--- GIVEN INFORMATION ---
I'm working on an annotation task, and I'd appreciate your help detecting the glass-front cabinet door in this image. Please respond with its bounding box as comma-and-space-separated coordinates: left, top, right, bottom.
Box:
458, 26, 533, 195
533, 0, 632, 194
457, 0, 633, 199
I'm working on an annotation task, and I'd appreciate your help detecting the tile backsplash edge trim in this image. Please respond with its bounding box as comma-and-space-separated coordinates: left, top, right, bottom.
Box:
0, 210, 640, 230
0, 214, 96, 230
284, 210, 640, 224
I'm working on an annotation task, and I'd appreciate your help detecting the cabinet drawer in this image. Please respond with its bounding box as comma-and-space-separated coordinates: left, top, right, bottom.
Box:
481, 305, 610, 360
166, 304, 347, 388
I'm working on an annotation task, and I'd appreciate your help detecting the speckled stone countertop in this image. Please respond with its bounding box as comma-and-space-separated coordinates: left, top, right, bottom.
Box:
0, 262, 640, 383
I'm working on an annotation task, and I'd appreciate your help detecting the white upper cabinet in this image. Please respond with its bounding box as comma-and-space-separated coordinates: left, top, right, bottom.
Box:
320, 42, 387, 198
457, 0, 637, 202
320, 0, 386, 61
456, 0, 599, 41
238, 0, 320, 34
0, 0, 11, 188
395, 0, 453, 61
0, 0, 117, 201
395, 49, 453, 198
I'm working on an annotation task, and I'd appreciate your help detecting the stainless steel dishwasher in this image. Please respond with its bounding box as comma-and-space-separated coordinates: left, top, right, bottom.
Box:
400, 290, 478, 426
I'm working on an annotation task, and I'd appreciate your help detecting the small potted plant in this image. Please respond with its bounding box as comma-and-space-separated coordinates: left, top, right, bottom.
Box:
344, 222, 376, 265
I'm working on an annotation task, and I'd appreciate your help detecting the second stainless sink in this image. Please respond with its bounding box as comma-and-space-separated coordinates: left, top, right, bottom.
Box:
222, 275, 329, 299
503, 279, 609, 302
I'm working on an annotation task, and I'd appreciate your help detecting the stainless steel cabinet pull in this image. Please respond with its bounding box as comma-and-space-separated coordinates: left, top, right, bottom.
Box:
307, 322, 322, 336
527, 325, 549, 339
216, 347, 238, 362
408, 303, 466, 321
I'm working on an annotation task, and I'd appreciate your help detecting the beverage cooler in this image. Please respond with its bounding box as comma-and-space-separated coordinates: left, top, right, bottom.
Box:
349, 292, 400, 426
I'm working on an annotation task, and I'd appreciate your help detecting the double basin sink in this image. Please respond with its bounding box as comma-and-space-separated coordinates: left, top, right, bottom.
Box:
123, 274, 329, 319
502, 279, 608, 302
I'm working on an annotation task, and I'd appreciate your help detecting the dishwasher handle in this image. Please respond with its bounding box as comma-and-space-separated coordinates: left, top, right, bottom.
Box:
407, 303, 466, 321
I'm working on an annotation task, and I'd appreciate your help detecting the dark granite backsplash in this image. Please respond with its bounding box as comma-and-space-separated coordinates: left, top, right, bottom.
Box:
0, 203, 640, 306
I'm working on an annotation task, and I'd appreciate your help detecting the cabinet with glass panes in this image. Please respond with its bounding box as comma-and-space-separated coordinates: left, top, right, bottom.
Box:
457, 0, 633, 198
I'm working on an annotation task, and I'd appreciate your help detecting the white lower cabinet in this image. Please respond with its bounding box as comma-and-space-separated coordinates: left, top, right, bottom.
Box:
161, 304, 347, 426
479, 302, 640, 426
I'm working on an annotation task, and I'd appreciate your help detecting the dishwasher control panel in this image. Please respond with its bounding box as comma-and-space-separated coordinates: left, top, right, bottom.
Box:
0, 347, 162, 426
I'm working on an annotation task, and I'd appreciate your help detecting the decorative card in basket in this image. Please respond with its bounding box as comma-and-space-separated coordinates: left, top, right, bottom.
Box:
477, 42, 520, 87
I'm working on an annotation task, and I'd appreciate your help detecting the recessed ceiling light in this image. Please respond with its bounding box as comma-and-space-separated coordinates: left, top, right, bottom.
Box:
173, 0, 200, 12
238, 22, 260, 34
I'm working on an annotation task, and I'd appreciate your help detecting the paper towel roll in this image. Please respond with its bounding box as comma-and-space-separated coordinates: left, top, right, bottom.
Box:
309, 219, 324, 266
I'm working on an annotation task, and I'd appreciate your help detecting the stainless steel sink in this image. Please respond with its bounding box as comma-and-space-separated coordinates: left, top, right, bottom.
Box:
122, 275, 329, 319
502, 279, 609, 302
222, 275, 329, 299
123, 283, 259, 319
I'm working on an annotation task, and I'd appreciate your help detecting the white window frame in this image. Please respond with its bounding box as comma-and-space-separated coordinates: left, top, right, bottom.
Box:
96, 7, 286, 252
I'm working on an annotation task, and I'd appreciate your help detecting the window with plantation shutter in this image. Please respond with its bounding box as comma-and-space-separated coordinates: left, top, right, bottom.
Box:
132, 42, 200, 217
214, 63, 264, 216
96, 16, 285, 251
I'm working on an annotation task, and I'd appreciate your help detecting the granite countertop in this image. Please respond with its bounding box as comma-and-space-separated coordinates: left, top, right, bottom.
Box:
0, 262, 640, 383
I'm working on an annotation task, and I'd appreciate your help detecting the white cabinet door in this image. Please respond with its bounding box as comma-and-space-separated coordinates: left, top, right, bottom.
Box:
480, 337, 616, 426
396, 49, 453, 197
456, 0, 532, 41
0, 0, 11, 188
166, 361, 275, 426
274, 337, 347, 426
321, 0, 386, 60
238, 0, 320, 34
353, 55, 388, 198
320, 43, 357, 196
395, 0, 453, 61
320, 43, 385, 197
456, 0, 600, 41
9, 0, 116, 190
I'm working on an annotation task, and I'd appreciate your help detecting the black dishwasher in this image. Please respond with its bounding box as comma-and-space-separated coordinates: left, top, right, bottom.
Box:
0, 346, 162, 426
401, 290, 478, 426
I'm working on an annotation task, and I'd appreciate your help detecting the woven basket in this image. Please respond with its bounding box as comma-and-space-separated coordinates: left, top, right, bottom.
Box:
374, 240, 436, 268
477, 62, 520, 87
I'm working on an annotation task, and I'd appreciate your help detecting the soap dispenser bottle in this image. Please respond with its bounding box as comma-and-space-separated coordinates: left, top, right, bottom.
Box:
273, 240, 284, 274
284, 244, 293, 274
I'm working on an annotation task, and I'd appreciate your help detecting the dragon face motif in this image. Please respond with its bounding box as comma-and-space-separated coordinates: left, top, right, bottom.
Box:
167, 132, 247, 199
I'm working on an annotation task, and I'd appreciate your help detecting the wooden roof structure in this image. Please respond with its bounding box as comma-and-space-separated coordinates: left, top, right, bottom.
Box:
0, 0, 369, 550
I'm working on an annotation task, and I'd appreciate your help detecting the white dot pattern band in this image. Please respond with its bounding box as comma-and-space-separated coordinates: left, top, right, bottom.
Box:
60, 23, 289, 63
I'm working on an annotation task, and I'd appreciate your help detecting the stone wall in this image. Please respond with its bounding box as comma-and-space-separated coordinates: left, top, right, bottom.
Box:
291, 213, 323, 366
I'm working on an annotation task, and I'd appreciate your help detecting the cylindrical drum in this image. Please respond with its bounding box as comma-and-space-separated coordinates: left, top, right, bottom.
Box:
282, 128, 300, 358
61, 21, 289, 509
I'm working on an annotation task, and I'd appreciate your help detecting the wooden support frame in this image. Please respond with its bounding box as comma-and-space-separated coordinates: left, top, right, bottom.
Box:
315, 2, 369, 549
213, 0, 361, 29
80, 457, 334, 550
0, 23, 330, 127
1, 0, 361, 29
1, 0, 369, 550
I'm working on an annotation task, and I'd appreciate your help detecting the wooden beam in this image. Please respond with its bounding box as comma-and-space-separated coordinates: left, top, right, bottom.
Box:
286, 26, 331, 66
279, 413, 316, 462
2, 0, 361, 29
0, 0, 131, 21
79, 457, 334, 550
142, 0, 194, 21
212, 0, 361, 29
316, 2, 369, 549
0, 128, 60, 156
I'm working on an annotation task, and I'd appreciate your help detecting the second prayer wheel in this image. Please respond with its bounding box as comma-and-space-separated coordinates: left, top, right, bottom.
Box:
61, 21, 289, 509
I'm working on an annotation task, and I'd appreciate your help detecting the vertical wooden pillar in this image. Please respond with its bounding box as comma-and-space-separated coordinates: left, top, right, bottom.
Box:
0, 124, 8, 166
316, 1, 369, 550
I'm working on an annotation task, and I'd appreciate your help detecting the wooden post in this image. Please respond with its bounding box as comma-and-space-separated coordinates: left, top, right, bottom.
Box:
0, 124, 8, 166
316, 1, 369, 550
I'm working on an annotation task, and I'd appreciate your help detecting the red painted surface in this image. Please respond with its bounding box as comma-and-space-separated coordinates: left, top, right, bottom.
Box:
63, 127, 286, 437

--- EXERCISE OBJECTIVE ---
Please give the lines as a JSON list of strings, one per line with blank lines left out, beginning with the first line of the records and going on through the line with "457, 0, 633, 199".

--- RESULT OF THE TASK ---
[
  "I'm working on an annotation task, and I'd appreciate your help detecting the glass-front cabinet door in this image. Please respond with its bounding box as comma-and-space-separated coordinates: left, top, right, bottom.",
  "Box:",
  "458, 26, 533, 195",
  "533, 0, 632, 194",
  "457, 0, 633, 199"
]